[BEGIN Data records]

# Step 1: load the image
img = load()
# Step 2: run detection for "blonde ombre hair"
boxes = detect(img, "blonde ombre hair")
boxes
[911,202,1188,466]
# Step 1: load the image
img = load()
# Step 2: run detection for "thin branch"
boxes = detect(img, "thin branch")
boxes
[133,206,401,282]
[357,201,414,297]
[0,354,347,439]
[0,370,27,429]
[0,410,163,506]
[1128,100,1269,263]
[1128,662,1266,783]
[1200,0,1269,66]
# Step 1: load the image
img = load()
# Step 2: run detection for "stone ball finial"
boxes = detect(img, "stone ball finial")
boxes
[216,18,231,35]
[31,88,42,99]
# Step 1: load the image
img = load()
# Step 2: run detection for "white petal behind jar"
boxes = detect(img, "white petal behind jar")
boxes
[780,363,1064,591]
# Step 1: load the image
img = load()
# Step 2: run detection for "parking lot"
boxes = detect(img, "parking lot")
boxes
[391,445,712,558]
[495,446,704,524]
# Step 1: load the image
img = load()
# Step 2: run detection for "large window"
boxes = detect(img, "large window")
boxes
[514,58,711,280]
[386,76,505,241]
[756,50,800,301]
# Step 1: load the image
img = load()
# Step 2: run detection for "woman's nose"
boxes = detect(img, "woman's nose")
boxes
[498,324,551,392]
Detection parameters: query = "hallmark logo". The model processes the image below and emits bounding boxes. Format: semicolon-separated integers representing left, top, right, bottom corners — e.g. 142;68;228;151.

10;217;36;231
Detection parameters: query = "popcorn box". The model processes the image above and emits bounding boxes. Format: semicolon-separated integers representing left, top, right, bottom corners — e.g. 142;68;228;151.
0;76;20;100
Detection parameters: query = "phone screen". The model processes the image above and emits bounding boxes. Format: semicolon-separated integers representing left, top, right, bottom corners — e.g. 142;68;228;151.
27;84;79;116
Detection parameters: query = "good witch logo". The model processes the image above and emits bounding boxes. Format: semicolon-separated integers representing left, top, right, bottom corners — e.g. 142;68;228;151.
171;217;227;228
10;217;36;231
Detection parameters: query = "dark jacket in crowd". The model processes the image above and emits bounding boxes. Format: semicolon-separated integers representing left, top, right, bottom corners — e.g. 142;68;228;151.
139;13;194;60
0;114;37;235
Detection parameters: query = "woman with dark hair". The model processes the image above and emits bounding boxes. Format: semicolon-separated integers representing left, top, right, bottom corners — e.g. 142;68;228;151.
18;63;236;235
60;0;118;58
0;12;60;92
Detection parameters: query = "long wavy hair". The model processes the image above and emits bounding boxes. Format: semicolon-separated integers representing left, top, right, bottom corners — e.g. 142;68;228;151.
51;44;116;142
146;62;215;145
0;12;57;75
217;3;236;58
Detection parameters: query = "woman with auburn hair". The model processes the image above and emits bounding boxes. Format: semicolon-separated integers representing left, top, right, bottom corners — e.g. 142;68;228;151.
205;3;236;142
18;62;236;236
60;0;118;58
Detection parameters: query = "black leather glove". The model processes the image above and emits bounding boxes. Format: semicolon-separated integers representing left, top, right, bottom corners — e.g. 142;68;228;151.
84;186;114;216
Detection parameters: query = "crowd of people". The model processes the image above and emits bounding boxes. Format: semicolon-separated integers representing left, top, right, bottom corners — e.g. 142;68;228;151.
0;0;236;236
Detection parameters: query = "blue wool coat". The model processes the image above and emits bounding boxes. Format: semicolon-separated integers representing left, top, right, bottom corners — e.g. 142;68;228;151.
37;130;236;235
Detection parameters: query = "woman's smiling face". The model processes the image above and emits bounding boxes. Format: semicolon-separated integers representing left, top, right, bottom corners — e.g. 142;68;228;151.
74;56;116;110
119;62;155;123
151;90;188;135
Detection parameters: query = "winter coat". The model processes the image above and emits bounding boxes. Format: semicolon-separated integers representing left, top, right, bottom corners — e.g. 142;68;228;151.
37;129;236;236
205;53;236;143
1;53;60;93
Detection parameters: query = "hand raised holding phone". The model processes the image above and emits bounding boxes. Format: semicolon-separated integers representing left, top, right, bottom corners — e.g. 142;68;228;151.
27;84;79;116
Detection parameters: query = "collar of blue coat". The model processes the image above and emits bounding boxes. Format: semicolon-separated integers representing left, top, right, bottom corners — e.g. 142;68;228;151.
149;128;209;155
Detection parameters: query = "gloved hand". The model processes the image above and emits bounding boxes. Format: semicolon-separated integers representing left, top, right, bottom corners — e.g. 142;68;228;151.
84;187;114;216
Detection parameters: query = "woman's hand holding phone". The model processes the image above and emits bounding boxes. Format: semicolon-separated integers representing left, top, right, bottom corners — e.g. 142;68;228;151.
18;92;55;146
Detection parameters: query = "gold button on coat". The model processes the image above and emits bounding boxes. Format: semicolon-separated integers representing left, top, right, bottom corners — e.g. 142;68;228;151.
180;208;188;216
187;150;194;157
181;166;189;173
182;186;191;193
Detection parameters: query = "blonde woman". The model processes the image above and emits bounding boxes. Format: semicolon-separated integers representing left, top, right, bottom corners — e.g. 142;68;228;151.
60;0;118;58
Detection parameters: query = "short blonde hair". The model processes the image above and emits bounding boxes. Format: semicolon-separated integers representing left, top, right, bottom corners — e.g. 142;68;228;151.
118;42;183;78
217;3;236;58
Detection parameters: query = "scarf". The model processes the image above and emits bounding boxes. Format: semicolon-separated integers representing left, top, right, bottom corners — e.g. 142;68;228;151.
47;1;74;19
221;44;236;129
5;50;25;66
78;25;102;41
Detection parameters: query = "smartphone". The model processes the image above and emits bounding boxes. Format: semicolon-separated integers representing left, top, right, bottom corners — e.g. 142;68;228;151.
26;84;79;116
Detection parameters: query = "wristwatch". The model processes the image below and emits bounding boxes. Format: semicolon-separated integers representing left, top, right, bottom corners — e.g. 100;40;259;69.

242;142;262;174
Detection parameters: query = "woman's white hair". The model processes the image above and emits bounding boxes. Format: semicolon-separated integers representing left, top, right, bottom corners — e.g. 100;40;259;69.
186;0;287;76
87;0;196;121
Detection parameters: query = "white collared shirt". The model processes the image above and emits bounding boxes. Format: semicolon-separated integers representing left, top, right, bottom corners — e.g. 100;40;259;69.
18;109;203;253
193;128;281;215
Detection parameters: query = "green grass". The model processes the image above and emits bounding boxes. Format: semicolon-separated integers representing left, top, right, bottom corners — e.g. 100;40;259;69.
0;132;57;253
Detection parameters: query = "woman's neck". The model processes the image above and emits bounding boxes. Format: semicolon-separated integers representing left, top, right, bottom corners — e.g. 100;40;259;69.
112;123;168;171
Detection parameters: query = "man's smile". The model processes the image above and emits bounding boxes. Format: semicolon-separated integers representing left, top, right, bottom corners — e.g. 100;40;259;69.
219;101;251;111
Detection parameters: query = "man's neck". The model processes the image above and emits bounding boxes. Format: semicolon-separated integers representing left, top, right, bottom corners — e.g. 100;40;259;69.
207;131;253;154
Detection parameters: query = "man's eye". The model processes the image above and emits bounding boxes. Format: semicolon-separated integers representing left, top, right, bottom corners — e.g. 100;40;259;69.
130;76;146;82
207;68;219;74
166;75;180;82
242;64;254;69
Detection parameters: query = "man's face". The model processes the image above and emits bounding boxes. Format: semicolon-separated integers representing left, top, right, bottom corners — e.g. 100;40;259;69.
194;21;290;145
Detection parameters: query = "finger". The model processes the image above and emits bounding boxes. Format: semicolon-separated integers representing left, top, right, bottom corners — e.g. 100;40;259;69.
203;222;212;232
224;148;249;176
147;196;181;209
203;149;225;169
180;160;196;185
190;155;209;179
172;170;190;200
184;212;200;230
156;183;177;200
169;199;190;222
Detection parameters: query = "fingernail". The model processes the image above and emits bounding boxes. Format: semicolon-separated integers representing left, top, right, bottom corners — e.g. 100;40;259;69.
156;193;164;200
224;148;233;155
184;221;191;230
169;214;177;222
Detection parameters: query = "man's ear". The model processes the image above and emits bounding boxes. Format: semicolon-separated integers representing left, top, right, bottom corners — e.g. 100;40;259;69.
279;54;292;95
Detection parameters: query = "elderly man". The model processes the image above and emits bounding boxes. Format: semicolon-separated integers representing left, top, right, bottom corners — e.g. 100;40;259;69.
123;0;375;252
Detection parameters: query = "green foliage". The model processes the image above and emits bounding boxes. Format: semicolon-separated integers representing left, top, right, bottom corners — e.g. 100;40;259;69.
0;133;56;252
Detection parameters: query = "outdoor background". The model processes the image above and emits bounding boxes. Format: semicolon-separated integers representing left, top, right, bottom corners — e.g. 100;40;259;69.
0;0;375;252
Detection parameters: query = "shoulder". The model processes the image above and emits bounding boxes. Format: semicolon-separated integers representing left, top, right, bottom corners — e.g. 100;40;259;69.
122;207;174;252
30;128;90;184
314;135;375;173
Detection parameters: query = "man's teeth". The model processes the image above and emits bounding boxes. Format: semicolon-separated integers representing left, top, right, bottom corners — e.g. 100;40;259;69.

[END Data records]

Your objective:
Gather every line of the material above that contains the string "blue" and copy each one.

Result of this exercise:
Detection parameters: query = "blue wool coat". The model processes the image above and emits bounding boxes. Format: semicolon-separated integers representing left, top, right, bottom corners — e.g. 142;68;228;151.
Detection parameters: query = "collar of blue coat". The model processes the image above and emits bounding boxes. Format: semicolon-separated integers representing left, top, right, bottom corners — e.g. 142;68;228;151.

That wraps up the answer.